### The problem
Transcribe the following entries word for word. End with the line where "Give the mask of every instance of the girl." appears.

Data extracted from a collection
◆ ◆ ◆ ◆

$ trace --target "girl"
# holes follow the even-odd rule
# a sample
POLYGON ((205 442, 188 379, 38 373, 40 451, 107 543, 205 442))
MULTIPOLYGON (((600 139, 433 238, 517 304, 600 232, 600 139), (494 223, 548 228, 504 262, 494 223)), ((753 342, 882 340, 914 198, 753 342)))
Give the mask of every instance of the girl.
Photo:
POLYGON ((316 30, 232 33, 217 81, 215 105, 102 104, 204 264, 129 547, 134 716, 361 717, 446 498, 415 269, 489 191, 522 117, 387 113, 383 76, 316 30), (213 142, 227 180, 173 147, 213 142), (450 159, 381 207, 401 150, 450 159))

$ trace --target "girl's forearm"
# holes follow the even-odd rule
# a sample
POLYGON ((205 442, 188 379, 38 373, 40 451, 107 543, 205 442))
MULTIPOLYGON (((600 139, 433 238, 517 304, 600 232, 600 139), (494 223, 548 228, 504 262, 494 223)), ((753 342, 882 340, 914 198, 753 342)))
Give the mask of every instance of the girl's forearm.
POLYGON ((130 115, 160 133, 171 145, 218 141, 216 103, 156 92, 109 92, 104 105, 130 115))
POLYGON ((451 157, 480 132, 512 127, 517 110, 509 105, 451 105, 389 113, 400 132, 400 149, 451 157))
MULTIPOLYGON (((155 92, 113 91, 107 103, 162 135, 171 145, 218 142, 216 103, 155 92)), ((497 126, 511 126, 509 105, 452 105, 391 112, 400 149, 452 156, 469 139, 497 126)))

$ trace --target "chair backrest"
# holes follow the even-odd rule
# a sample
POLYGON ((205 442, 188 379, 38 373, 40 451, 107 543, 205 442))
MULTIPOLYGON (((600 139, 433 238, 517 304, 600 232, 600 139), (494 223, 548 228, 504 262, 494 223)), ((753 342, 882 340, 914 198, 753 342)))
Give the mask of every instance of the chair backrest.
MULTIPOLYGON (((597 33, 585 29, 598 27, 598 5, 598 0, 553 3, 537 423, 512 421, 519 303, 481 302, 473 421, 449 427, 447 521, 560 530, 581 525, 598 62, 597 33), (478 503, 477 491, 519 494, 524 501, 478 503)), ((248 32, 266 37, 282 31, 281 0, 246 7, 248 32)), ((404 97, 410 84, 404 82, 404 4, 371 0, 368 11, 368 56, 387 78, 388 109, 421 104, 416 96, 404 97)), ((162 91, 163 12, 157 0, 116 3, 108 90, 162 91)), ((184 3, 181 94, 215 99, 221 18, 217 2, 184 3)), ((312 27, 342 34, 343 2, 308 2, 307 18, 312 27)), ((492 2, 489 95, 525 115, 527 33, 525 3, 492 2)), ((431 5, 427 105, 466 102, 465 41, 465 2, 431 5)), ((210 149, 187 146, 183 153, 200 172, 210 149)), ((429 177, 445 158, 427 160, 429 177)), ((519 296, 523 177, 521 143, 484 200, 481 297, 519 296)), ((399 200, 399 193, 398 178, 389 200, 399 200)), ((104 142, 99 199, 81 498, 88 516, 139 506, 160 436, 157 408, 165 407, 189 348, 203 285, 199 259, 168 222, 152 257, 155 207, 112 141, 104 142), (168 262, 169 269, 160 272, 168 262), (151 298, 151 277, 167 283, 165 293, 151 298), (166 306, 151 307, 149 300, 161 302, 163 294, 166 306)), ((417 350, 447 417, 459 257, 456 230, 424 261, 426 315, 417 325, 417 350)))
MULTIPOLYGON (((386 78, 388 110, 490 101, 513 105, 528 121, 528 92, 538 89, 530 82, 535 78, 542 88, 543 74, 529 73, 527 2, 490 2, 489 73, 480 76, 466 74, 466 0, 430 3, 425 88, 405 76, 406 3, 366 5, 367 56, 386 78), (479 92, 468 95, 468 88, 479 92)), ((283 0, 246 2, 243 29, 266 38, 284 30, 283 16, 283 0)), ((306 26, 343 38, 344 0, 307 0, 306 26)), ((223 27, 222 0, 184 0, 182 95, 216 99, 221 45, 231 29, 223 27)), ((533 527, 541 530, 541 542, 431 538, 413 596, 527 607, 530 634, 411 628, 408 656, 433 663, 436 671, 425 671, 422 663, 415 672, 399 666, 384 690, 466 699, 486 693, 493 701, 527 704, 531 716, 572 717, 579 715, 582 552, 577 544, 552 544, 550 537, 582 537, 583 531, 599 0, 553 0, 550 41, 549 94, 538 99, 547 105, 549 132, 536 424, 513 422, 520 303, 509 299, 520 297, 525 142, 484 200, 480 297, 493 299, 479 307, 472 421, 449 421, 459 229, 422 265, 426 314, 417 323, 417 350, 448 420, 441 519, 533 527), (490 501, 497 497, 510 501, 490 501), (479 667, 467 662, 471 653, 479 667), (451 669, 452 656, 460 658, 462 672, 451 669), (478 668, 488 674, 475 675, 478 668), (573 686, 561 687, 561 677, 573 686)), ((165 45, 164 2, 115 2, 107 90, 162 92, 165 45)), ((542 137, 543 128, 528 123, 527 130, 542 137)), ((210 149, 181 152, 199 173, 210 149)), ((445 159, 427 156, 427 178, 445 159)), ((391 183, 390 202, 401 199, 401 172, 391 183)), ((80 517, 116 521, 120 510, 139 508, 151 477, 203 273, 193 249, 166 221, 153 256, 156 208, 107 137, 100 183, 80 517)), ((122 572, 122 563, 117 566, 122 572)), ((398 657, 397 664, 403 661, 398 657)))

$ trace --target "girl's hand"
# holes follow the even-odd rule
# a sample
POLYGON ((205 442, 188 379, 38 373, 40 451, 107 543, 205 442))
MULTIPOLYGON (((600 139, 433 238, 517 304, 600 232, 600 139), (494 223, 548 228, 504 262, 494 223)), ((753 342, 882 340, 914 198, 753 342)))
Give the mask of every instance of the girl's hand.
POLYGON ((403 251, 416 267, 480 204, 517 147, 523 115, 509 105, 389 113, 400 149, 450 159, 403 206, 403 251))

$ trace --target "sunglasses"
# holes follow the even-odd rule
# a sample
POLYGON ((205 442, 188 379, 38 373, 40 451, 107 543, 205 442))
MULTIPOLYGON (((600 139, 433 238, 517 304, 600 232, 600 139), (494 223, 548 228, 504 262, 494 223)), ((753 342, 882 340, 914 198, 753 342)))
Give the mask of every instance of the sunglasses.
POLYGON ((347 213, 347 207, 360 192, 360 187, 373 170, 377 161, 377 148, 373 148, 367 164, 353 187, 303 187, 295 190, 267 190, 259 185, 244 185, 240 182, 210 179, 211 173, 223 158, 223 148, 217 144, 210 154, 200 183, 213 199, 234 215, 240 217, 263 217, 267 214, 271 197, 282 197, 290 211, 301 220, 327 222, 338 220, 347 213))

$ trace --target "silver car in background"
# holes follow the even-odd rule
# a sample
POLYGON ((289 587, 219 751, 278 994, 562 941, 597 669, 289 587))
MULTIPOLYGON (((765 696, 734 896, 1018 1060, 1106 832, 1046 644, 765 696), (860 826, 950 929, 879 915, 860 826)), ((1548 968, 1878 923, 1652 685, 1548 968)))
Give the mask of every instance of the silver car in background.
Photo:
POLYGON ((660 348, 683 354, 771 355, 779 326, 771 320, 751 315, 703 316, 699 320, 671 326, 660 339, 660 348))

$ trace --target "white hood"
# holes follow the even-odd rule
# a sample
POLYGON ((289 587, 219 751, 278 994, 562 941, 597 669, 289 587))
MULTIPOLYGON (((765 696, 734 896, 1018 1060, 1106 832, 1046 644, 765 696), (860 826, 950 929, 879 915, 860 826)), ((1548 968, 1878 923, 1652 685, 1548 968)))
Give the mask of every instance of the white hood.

◆ ◆ ◆ ◆

### Your solution
$ trace --target "girl"
# holes follow the even-odd rule
# a sample
POLYGON ((205 442, 188 379, 38 373, 40 451, 107 543, 205 442))
MULTIPOLYGON (((600 139, 433 238, 517 304, 600 232, 600 139), (494 223, 548 228, 504 262, 494 223)), ((753 342, 882 340, 914 198, 753 342)))
Give the mask of every instance of the girl.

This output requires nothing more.